Which lines of the data contain the string "gray"? Show each of them.
--------
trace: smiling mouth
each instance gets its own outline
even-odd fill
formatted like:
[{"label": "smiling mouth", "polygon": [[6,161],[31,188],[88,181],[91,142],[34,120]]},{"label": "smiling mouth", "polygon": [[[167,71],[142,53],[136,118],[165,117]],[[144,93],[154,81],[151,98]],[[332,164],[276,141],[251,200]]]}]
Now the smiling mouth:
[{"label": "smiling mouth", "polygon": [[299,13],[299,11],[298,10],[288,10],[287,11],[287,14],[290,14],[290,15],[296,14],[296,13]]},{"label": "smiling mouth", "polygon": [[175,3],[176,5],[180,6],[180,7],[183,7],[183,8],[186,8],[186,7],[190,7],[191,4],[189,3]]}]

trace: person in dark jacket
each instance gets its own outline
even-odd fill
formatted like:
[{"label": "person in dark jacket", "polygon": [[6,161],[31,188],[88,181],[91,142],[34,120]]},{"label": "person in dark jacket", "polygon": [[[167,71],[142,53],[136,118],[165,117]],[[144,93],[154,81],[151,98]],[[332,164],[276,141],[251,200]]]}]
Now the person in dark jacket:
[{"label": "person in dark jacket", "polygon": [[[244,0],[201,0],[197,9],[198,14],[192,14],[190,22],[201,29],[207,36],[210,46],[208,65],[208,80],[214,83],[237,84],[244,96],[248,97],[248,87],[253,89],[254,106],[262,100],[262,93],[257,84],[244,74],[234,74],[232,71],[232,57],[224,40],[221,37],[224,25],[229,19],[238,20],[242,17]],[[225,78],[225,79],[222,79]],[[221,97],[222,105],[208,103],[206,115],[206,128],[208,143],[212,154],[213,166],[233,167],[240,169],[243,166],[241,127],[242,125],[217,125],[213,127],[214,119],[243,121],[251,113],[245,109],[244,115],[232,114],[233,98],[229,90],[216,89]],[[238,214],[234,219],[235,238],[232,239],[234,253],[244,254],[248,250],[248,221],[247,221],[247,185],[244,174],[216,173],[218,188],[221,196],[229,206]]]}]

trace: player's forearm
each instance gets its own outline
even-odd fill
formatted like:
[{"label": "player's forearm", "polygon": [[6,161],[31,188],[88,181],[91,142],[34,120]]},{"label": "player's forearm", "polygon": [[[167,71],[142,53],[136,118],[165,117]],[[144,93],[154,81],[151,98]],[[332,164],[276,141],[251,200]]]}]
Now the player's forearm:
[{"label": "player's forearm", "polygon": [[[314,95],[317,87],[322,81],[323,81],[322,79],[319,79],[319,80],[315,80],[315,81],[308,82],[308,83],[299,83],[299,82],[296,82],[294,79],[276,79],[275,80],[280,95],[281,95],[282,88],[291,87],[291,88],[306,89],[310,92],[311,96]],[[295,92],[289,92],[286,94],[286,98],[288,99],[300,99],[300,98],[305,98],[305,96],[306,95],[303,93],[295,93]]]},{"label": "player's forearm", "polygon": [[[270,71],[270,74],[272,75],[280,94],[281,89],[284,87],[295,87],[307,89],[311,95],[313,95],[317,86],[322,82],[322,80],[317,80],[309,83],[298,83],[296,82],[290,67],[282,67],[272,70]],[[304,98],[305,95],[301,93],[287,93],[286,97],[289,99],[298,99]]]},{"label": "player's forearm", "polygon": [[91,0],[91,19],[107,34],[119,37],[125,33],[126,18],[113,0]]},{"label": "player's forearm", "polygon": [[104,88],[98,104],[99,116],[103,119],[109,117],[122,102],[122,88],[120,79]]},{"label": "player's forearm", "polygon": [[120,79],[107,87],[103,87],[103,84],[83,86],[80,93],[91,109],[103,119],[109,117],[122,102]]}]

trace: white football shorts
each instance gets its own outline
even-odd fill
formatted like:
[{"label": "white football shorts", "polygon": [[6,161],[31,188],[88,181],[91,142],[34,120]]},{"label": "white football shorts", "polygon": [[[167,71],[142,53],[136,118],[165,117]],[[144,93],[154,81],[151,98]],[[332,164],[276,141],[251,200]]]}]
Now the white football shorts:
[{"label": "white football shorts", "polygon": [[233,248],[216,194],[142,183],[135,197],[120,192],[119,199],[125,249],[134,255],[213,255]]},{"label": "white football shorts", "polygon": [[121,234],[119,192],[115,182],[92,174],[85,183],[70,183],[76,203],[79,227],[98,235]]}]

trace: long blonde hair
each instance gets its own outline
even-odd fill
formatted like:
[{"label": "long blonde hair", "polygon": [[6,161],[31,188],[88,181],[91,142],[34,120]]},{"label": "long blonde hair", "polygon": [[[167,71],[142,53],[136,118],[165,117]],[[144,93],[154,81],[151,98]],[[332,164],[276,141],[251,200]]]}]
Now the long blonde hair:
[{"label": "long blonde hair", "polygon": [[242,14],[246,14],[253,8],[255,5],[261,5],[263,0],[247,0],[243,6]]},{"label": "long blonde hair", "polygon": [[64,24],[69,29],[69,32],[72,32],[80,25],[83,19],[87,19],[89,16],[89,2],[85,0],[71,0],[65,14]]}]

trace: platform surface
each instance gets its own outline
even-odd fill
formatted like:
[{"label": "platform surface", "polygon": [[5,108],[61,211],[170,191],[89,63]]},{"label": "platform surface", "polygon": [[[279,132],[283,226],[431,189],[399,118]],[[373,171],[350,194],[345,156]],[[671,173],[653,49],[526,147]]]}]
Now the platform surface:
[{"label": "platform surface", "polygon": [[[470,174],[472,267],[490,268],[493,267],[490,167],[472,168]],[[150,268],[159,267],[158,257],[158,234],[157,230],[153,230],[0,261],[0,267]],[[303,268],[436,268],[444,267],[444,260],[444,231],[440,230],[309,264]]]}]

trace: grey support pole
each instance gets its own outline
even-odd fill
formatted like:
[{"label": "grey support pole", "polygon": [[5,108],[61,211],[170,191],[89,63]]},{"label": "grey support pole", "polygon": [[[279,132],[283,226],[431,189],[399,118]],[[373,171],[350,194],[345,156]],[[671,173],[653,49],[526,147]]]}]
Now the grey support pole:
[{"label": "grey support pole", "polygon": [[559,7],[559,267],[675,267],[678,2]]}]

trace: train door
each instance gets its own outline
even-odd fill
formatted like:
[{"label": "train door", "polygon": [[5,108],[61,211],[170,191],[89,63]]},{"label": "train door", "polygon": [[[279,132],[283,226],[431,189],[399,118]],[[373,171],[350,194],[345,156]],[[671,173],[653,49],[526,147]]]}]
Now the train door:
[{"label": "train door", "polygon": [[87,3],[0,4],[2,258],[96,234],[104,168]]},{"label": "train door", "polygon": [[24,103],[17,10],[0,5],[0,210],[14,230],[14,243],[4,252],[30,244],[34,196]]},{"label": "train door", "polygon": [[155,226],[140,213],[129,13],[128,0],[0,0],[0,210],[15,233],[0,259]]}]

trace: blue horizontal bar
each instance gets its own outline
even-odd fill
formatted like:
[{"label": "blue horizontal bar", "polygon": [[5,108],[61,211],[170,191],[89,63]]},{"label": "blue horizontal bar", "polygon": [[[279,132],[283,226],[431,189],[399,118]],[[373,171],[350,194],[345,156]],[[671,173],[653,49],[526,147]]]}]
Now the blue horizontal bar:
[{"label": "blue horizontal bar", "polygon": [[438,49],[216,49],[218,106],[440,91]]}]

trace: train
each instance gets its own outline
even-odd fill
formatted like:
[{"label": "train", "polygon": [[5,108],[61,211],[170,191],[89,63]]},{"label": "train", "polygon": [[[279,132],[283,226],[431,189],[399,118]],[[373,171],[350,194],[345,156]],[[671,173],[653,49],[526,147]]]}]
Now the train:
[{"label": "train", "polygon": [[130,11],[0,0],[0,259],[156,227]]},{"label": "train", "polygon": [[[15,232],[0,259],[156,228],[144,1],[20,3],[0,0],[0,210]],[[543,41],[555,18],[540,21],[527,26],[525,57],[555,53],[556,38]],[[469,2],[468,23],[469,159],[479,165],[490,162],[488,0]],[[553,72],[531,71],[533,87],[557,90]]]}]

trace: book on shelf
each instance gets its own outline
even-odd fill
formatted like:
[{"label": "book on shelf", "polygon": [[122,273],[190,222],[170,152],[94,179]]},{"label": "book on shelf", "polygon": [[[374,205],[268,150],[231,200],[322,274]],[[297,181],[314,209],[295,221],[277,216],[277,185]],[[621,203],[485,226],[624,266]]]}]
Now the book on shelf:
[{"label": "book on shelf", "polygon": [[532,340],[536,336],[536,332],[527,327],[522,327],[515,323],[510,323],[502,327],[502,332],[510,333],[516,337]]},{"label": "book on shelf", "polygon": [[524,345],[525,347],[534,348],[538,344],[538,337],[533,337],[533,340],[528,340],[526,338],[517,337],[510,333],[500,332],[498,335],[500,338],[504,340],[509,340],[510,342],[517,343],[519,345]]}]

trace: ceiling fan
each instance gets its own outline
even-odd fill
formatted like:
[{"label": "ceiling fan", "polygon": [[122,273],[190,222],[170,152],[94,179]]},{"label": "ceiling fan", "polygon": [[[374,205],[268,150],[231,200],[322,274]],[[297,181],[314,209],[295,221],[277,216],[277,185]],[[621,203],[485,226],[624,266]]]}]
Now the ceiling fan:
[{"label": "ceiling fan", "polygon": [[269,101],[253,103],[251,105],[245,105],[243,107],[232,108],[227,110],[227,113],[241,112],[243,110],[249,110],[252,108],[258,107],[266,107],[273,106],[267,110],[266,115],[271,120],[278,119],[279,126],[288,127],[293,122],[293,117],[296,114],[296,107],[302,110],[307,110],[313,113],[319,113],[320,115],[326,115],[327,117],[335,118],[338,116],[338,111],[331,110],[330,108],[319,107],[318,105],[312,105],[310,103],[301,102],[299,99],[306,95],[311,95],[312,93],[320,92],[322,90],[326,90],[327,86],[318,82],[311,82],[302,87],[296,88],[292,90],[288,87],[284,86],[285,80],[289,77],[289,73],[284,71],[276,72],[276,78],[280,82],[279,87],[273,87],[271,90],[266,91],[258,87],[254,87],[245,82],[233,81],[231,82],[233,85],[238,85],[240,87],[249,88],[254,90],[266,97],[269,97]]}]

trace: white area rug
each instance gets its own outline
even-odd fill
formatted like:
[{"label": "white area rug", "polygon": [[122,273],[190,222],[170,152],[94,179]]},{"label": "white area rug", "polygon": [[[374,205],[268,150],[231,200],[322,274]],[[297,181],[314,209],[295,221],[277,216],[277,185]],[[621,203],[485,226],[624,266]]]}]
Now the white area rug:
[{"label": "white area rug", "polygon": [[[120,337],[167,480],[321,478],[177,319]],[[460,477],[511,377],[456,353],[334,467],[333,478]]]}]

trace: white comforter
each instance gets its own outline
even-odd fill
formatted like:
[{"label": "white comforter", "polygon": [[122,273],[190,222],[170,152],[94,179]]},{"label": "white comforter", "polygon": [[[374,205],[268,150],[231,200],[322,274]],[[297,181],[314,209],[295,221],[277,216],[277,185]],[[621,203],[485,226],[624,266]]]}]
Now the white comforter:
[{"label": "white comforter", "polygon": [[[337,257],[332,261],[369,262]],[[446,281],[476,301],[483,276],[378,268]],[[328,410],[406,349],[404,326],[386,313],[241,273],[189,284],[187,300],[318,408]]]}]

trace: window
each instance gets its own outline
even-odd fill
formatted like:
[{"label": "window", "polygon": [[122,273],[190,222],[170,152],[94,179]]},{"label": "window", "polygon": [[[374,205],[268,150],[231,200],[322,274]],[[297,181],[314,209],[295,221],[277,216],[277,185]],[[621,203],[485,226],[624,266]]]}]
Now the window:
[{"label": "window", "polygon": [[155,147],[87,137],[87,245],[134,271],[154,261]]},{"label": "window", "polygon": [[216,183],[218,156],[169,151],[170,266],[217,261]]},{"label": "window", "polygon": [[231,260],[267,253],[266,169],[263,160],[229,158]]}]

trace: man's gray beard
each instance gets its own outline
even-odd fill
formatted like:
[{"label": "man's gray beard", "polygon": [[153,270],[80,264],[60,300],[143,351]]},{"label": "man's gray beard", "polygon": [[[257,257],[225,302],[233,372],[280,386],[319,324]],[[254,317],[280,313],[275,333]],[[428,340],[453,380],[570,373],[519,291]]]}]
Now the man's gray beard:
--------
Written answer
trace: man's gray beard
[{"label": "man's gray beard", "polygon": [[153,270],[80,264],[60,300],[143,351]]},{"label": "man's gray beard", "polygon": [[[257,257],[225,302],[233,372],[280,386],[319,324]],[[254,317],[280,313],[275,333]],[[428,340],[453,380],[570,373],[519,291]]]}]
Now the man's gray beard:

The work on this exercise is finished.